** start Provided material **
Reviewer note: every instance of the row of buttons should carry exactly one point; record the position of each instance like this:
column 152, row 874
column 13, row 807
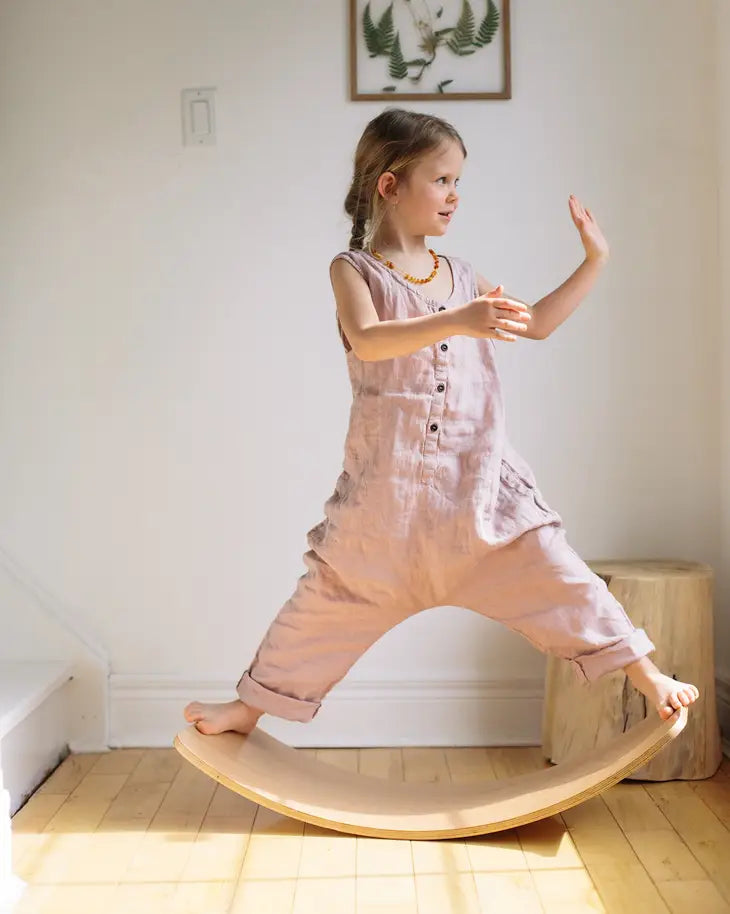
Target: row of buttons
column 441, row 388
** end Provided material **
** start Provided material **
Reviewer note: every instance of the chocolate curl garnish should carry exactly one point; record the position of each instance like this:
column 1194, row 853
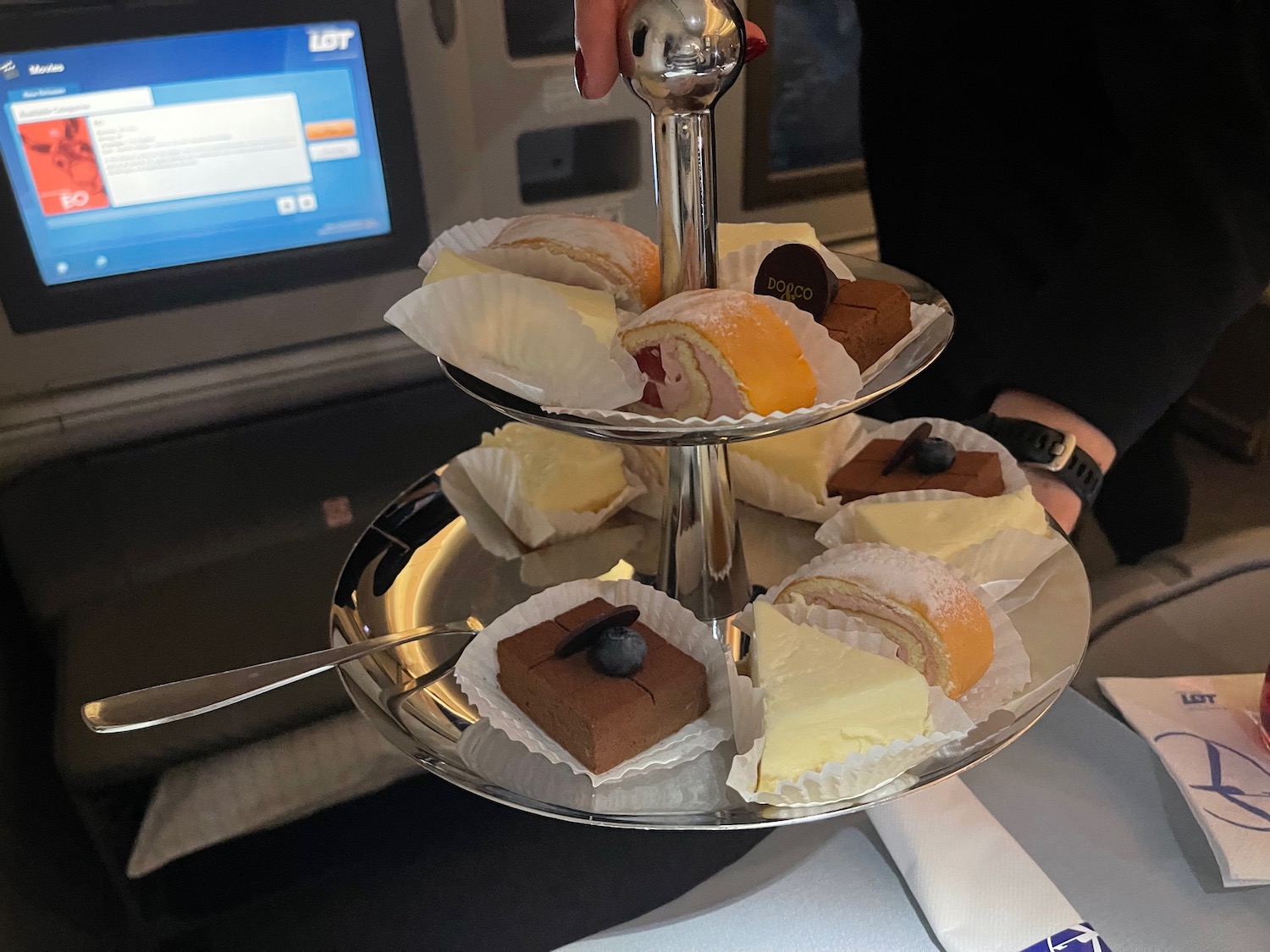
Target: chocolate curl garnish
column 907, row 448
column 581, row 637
** end Provided material **
Stated task ::
Give everything from the line containing "Reviewer note: every instance of the chocolate" down to the line containing "column 581, row 637" as a JSON list of strings, one string per line with blank lines left out. Leave the pictures out of the answer.

Output for this exercise ::
[
  "Reviewer note: every instance of the chocolate curl garnish should carry exactly one point; record the position of each instance like this:",
  "column 1194, row 853",
  "Target: chocolate curl garnish",
  "column 907, row 448",
  "column 581, row 637"
]